Rewrite only the lines between the one holding "task: segment every instance of the small" and the one holding "target: small white building", inclusive, changing "white" to "gray" and keeping everything else the same.

───

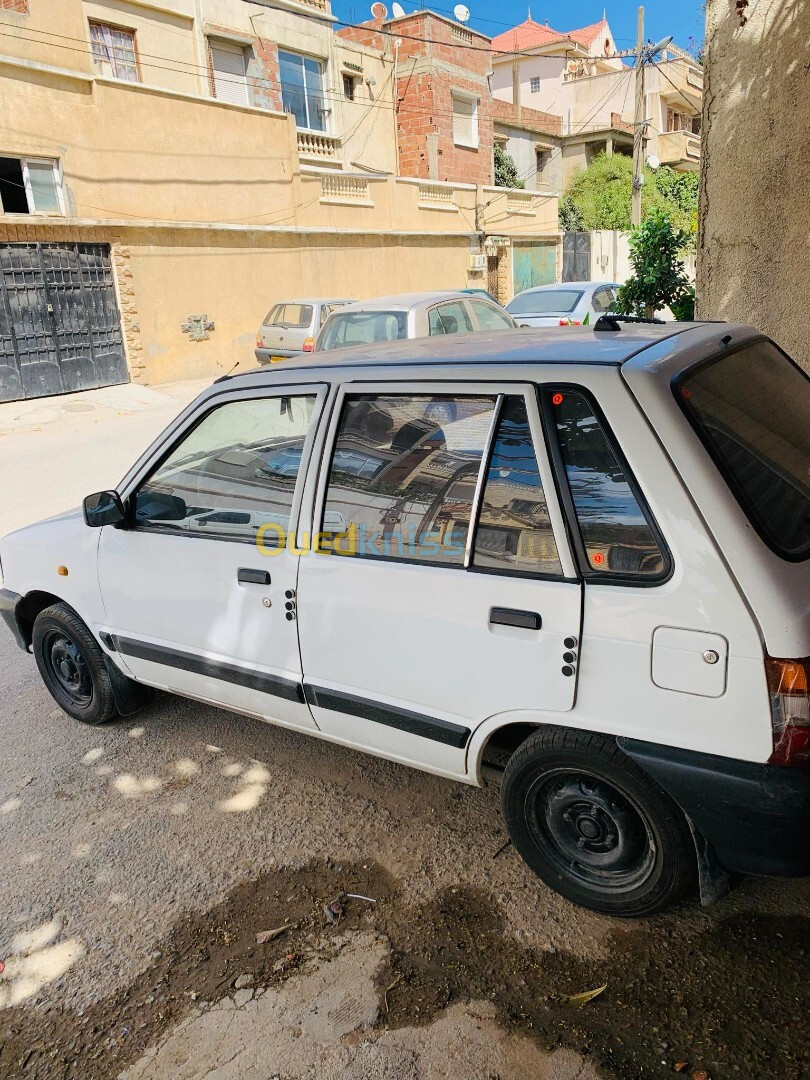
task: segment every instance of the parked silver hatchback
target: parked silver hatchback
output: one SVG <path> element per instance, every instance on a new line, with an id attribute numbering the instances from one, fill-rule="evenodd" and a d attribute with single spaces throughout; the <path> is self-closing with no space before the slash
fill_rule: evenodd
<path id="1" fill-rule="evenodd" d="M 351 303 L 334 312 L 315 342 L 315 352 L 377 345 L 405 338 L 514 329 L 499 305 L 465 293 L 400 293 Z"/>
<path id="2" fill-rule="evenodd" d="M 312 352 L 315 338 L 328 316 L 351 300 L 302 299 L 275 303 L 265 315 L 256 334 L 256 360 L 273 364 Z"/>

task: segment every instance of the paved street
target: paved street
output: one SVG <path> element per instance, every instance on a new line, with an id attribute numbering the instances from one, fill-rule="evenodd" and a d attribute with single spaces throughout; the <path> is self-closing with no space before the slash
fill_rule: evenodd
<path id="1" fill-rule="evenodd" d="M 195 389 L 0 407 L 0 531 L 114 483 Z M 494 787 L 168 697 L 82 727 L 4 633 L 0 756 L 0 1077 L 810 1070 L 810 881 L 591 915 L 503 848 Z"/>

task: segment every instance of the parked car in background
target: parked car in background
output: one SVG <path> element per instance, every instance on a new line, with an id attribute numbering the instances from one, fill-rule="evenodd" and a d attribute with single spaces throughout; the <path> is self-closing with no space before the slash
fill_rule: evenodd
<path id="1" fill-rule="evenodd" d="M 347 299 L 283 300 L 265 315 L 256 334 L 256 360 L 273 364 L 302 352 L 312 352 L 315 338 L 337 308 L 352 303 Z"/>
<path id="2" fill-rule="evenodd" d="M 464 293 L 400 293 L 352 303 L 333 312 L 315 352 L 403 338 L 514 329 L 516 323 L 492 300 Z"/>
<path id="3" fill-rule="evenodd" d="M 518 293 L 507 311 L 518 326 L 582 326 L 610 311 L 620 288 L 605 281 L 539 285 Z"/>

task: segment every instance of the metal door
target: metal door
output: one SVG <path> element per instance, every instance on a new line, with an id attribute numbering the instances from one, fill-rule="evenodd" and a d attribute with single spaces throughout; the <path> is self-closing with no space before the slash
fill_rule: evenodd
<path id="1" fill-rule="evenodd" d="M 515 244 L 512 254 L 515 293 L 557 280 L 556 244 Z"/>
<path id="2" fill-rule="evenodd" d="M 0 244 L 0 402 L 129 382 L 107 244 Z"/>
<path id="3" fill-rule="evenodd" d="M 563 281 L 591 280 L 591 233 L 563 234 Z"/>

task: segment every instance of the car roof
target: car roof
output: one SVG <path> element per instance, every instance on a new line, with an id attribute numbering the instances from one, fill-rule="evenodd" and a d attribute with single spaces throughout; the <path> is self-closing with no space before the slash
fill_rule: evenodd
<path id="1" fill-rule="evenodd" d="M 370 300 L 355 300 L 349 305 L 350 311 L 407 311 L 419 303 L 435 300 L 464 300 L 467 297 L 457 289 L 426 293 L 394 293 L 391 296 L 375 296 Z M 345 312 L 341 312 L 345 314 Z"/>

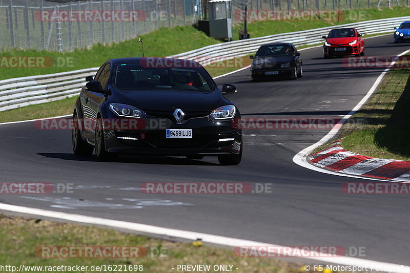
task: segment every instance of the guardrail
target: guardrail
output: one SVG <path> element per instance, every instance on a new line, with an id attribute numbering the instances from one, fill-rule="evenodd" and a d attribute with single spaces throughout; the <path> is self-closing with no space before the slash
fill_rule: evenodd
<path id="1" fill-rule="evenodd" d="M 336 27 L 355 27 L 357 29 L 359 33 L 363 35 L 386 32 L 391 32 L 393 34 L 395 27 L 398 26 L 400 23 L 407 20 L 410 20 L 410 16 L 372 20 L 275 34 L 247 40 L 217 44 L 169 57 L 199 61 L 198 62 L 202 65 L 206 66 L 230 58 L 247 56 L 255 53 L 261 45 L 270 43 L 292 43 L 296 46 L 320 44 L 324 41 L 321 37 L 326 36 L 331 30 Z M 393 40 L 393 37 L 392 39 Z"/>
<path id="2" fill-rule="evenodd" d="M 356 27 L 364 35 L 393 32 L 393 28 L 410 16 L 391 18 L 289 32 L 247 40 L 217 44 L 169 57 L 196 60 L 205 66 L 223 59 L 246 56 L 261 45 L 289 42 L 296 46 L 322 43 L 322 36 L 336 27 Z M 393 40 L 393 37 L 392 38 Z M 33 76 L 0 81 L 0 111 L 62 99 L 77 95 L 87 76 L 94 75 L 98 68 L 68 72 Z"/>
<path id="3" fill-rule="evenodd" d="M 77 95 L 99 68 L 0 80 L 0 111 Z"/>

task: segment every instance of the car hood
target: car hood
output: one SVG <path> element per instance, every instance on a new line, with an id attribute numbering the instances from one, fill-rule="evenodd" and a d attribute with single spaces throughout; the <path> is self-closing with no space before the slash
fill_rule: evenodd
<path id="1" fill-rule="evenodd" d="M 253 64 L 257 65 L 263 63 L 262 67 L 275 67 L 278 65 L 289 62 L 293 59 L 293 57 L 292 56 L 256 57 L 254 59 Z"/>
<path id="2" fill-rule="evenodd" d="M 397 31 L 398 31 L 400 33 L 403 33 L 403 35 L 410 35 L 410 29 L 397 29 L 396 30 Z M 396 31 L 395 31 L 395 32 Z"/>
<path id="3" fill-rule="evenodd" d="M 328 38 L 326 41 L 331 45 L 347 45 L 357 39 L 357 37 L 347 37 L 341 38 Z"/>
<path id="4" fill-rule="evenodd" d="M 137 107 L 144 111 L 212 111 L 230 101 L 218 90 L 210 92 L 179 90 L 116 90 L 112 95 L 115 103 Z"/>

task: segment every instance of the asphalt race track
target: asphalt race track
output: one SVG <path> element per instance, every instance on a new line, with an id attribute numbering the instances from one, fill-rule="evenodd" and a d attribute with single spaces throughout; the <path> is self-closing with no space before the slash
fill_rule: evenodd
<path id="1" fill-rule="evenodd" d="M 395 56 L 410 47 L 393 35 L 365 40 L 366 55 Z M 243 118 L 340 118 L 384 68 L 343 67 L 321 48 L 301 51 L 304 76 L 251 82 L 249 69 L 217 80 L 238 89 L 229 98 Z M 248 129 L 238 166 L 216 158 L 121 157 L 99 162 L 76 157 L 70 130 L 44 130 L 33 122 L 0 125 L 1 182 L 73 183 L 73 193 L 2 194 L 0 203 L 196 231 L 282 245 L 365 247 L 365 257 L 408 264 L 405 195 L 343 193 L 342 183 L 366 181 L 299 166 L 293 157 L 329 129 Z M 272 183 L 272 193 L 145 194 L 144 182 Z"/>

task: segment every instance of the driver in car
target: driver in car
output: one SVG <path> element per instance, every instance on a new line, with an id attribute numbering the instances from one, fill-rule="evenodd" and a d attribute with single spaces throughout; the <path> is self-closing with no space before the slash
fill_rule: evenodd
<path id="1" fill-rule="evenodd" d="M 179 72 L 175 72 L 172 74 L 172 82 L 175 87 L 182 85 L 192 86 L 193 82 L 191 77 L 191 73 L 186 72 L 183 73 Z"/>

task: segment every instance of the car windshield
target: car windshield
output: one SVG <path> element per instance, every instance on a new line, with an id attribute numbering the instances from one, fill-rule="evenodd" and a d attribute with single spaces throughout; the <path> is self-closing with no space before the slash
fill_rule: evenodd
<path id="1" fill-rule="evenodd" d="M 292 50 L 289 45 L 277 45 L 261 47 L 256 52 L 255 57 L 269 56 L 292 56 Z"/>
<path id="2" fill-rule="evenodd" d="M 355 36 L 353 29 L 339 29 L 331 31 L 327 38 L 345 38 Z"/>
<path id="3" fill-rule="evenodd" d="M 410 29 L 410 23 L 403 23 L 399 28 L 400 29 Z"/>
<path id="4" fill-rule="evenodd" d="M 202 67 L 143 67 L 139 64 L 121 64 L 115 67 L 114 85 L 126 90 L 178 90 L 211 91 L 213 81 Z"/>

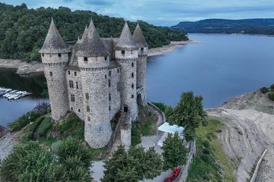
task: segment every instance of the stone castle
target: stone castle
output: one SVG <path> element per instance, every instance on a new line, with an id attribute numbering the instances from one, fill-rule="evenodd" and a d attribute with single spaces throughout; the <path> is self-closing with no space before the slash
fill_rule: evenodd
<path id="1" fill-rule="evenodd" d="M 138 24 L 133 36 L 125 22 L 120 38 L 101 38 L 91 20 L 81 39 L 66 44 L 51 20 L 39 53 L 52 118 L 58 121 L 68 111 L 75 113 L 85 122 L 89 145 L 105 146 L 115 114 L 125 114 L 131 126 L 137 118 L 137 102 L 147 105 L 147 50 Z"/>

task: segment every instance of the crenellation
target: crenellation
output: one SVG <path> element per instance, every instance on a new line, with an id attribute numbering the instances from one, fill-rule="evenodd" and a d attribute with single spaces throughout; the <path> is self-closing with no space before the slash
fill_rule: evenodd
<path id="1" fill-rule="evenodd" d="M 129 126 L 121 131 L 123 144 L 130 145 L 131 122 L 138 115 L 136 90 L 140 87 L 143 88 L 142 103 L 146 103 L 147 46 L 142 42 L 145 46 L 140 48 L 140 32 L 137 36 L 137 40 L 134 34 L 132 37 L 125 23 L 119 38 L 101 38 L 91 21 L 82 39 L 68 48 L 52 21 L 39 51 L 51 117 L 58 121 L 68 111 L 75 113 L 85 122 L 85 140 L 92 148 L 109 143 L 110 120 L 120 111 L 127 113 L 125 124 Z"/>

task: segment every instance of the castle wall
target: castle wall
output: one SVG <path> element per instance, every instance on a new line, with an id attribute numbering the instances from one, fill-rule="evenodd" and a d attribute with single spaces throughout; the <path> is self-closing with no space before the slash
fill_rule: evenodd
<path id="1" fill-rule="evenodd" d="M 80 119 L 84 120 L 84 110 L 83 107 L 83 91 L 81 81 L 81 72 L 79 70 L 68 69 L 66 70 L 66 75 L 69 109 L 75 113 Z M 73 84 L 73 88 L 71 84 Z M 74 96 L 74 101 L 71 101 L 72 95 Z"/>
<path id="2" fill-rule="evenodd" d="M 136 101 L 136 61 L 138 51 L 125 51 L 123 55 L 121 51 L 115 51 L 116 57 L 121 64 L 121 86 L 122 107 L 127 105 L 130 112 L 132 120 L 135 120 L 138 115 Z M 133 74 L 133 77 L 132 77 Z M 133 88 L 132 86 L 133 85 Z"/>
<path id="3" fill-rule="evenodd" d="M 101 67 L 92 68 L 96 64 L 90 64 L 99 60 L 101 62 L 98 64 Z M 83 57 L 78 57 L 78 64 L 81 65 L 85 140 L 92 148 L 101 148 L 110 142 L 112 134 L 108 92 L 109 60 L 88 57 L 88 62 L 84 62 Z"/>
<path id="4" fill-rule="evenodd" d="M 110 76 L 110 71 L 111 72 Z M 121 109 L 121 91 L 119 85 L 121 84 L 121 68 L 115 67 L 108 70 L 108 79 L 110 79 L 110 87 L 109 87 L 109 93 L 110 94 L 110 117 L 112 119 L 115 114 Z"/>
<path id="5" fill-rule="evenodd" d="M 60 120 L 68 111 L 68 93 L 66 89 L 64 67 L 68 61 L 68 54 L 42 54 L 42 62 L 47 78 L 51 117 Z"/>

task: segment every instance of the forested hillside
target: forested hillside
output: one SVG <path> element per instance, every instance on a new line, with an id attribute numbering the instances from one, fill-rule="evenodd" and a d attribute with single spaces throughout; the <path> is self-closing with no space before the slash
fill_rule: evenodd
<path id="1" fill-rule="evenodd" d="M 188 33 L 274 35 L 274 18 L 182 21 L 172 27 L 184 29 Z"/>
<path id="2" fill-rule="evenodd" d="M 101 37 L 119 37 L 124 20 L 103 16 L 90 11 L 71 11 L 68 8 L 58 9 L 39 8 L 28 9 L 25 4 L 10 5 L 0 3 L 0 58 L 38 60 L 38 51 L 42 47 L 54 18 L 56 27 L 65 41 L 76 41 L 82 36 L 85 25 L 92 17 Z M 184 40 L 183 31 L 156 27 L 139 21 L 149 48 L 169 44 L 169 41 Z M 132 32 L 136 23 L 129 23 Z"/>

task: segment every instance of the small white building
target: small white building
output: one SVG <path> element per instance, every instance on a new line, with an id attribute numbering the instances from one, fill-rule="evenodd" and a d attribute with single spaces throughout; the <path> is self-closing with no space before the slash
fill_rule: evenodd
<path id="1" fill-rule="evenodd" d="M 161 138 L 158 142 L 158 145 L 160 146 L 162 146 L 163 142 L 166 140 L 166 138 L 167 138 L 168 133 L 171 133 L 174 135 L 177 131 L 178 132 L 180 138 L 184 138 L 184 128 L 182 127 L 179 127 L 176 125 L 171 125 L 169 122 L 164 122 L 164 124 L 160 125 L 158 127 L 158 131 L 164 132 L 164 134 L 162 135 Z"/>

───

__Correct result__.
task: segment every instance of the small gray building
target: small gray building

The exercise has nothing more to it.